◆ PROVIDED MATERIAL
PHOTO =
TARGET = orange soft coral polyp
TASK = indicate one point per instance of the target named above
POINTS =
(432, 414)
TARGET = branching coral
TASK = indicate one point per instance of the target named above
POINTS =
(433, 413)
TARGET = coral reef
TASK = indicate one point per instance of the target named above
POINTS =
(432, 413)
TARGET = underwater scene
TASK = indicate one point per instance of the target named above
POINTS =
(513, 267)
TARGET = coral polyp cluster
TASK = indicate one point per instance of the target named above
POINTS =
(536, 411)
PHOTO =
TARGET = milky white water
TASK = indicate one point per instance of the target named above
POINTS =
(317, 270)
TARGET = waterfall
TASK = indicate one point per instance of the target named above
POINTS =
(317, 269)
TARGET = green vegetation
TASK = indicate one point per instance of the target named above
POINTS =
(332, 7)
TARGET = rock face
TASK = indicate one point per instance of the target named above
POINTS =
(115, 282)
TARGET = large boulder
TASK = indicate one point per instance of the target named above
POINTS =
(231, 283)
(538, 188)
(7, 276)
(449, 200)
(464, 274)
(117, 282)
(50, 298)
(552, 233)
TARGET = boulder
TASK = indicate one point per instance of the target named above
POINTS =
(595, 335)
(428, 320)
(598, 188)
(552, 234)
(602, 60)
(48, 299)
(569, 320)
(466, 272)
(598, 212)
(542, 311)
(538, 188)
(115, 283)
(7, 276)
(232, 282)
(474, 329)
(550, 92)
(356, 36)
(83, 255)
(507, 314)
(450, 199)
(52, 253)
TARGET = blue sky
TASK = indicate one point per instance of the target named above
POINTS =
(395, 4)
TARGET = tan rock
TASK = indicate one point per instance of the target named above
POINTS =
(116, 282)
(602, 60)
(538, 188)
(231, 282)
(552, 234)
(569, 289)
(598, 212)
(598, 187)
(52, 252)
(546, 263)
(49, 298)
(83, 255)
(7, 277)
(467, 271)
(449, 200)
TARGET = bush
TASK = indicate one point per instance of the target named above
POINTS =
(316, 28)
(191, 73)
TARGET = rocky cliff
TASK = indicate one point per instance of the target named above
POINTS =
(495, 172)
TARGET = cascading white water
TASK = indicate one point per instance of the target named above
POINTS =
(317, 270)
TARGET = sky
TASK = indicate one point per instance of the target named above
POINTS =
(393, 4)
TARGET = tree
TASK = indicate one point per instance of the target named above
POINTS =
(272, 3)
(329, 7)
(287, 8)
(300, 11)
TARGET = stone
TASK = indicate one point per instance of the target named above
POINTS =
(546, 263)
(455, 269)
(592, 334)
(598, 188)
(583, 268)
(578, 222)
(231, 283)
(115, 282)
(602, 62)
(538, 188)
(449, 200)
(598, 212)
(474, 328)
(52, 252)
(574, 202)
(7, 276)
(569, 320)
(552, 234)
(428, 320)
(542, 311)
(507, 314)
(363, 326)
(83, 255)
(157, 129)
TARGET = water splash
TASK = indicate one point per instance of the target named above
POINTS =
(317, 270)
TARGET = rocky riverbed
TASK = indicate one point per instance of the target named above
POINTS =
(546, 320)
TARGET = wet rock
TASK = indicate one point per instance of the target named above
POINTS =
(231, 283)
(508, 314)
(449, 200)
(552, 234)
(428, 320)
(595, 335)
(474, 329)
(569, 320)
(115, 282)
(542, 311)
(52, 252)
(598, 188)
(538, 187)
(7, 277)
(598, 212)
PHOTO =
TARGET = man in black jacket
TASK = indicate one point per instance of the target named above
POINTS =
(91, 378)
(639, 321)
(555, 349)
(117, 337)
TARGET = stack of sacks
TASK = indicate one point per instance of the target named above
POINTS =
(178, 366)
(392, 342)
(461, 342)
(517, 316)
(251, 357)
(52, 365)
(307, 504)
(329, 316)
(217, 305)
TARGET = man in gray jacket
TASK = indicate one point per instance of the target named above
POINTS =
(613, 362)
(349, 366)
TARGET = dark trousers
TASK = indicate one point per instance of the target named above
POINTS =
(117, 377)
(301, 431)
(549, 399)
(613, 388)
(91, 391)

◆ PROBLEM TO SOLVE
Go through the data above and copy all of it exactly.

◆ OUTPUT BELOW
PHOTO =
TARGET = orange soft coral polyp
TASK = indicate one point per instance of the target named above
POINTS =
(432, 414)
TARGET = branching coral
TASK = indicate one point per instance of the target named above
POINTS =
(433, 413)
TARGET = coral reef
TASK = indicate one point per instance of the target named above
POINTS =
(432, 413)
TARGET = underwater scene
TASK = indicate one point per instance of the target named above
POINTS =
(513, 267)
TARGET = coral polyp cluster
TASK = indicate one point per instance of the target named above
POINTS =
(536, 411)
PHOTO =
TARGET = milky white water
TASK = indicate one point per instance of the target named above
POINTS =
(317, 270)
TARGET = waterfall
TASK = indicate one point per instance of the target named above
POINTS =
(317, 269)
TARGET = green vegetation
TASK = indicate one point per instance of the target named above
POINTS =
(332, 7)
TARGET = rock face
TASK = indicate one point per instance of the target named above
POINTS =
(115, 282)
TARGET = large boulder
TASK = indicate one point per instance of the target named above
POINTS =
(231, 283)
(538, 188)
(7, 276)
(449, 200)
(464, 274)
(117, 282)
(50, 298)
(552, 233)
TARGET = boulder
TASK = indicate one point per instance of the target named above
POINTS =
(595, 335)
(428, 320)
(598, 188)
(552, 234)
(602, 60)
(48, 299)
(569, 320)
(466, 272)
(598, 212)
(542, 311)
(538, 188)
(115, 283)
(7, 276)
(232, 282)
(474, 329)
(550, 92)
(356, 36)
(83, 255)
(507, 314)
(450, 199)
(52, 253)
TARGET = blue sky
TASK = indicate one point per instance of the target named above
POINTS =
(395, 4)
TARGET = tan rock
TASK = indicate one point per instance of the target named above
POINTS =
(116, 282)
(602, 60)
(538, 188)
(231, 282)
(552, 234)
(569, 289)
(598, 212)
(598, 187)
(52, 252)
(546, 263)
(49, 298)
(83, 255)
(7, 277)
(467, 271)
(449, 200)
TARGET = bush
TASK = indicate one point per instance of the target named above
POINTS =
(316, 28)
(191, 73)
TARGET = rocky cliff
TASK = indicate one point per instance of the target named above
POINTS =
(495, 172)
TARGET = cascading white water
TASK = indicate one point per instance of the target named above
POINTS =
(317, 270)
TARGET = sky
TASK = indicate one point per instance of the target named above
POINTS =
(393, 4)
TARGET = tree
TASK = indicate one point per instance of the target named above
POINTS =
(272, 3)
(329, 7)
(287, 8)
(300, 11)
TARGET = stone
TASK = indicate one point per instance of the target named above
POINTS =
(546, 263)
(455, 269)
(592, 334)
(598, 188)
(583, 268)
(578, 222)
(231, 283)
(115, 282)
(602, 62)
(538, 188)
(449, 200)
(598, 212)
(474, 328)
(52, 252)
(574, 202)
(7, 276)
(569, 320)
(552, 234)
(428, 320)
(542, 311)
(507, 314)
(363, 326)
(83, 255)
(157, 129)
TARGET = water splash
TASK = indicate one point per instance of the target named above
POINTS =
(317, 270)
TARGET = rocky riverbed
TASK = indicate one point per instance of the target named above
POINTS =
(546, 320)
TARGET = wet rock
TASK = indicate one point per instance of the target named above
POINTS =
(231, 283)
(508, 314)
(449, 200)
(552, 234)
(428, 320)
(595, 335)
(474, 329)
(569, 320)
(115, 282)
(542, 311)
(52, 252)
(598, 188)
(538, 187)
(7, 277)
(598, 212)
PHOTO =
TARGET = man in black jacket
TASK = indicate one point per instance of the target named above
POINTS =
(91, 378)
(639, 321)
(555, 349)
(117, 337)
TARGET = stack of sacks
TASK = indicate one point per instance of the target named above
POINTS =
(178, 366)
(392, 342)
(461, 342)
(517, 316)
(251, 357)
(52, 365)
(307, 504)
(329, 316)
(217, 305)
TARGET = man in gray jacket
TASK = indicate one point per instance of the target named above
POINTS =
(613, 362)
(349, 366)
TARGET = dark trousers
TASK = indicate one point per instance of the target named above
POINTS =
(117, 377)
(301, 431)
(549, 399)
(613, 388)
(91, 391)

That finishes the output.